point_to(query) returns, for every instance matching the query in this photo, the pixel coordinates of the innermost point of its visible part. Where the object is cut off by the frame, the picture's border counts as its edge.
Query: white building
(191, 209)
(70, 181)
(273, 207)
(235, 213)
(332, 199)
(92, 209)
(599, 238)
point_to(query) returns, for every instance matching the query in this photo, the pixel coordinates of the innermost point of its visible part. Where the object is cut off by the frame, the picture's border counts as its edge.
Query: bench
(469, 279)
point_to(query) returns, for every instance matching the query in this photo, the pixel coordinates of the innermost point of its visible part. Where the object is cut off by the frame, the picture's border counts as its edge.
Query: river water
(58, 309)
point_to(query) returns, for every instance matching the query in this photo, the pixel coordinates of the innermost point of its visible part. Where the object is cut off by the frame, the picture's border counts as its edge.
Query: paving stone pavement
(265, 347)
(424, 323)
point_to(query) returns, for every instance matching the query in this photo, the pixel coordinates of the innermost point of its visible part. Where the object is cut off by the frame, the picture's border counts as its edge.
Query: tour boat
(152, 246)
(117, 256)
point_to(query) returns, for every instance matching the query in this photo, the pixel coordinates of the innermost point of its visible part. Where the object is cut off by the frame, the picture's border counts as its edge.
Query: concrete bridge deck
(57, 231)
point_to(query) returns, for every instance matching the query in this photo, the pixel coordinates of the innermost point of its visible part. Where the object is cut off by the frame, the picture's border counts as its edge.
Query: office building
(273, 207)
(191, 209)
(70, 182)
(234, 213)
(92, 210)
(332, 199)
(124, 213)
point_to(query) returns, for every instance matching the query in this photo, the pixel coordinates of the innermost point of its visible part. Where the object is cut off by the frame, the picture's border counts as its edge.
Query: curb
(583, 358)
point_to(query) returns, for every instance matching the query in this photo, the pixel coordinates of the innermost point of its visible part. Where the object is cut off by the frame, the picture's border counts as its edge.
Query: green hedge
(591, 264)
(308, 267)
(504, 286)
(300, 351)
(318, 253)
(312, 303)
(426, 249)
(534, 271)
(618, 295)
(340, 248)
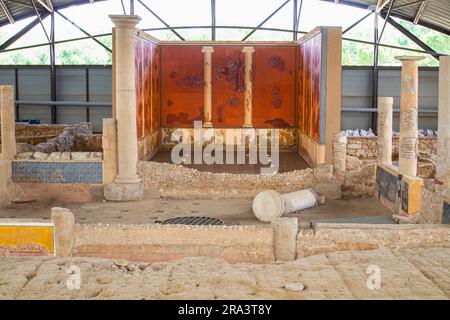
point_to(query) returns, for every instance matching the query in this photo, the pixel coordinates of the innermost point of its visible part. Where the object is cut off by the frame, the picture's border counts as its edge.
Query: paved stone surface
(232, 211)
(405, 274)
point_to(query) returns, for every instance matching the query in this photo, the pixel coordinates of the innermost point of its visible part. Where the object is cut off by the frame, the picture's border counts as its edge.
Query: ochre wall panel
(274, 87)
(308, 82)
(148, 92)
(182, 85)
(139, 90)
(227, 84)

..........

## Task description
An exact copy of all the entries is required, and it must contain no pictures.

## Output for this task
point_to(query) returns, for every instance matching the query in this photo, the pixel coordinates of the innermost point of its visible part. Where the object is cut off by the frame, the picture's border counts as its edge.
Query: white building
(191, 209)
(70, 181)
(273, 207)
(235, 213)
(332, 199)
(92, 209)
(599, 238)
point_to(query) returns, for every instance matching the query in this photo, the pixel coordinates of the innermost point of its visible part. Where the object is cut off by the frame, the picture's border counts as its edge.
Query: bench
(469, 279)
point_to(query) returns, for every instance matching the query in this photo, the pixel coordinates of the innermost point of its visible part. Where the object is cut off by the frame, the picture's border counts as its edge.
Query: river water
(58, 309)
point_to(query) returns, for every instance matching the query in this photo, the pixel coordinates of the innermost point of its visible part. Where the object is cut off by the frame, the picture's border counts as its edge.
Query: paving stone pavement
(265, 347)
(424, 323)
point_to(query) returns, for every instance matching the query in this photo, the pixel coordinates of the innermost point of its visible part. Where the object is cut off by the frame, the picture's border counts as its edge.
Query: tour boat
(152, 246)
(117, 256)
point_to(query) returns, for every instance matching the query in this photo, the pixel coordinates of the innermost point of its visible part. Where the object is cut off by the frame, the picture's border counts as its edge.
Query: concrete bridge deck
(57, 231)
point_to(query) returns, for every instance matching the query in this photo, the pixel coordinates of the innermost point of its visible part. Where the object is cut off by the frame, the picture's border counts as its edge.
Query: office building
(273, 207)
(191, 209)
(70, 182)
(234, 213)
(92, 210)
(332, 199)
(124, 213)
point_to(query) returns, for every instance matching the query in this photo, the pixel coordinates of the innermost point of its visible part. Where the object is cut off by the frame, the picture's border counts as its edge.
Query: curb
(583, 358)
point_to(query) returns, for every instance matching the query in this photo, the pixel coordinates of the innermost point of its visible part. Where the object is cut off by the frame, the picture's border counts as its edge.
Query: green hedge
(591, 264)
(308, 267)
(504, 286)
(300, 351)
(318, 253)
(312, 303)
(426, 249)
(534, 271)
(618, 295)
(340, 248)
point_to(query) returns, for every instance matching the query in this photo, the pixel coordinates of the innermost point of its visible part. Where the object is cut off by the frame, the picture's border counts as its edge.
Query: paved stone surface
(232, 211)
(405, 274)
point_to(query) returns, for every instance matching the query in this photo, the pixel coordinates of the innermost point of its visible part. Where the object is cut off by the frame, the picture's border counts as its edge.
Query: ochre wall panel
(274, 87)
(308, 82)
(148, 92)
(182, 85)
(139, 90)
(227, 84)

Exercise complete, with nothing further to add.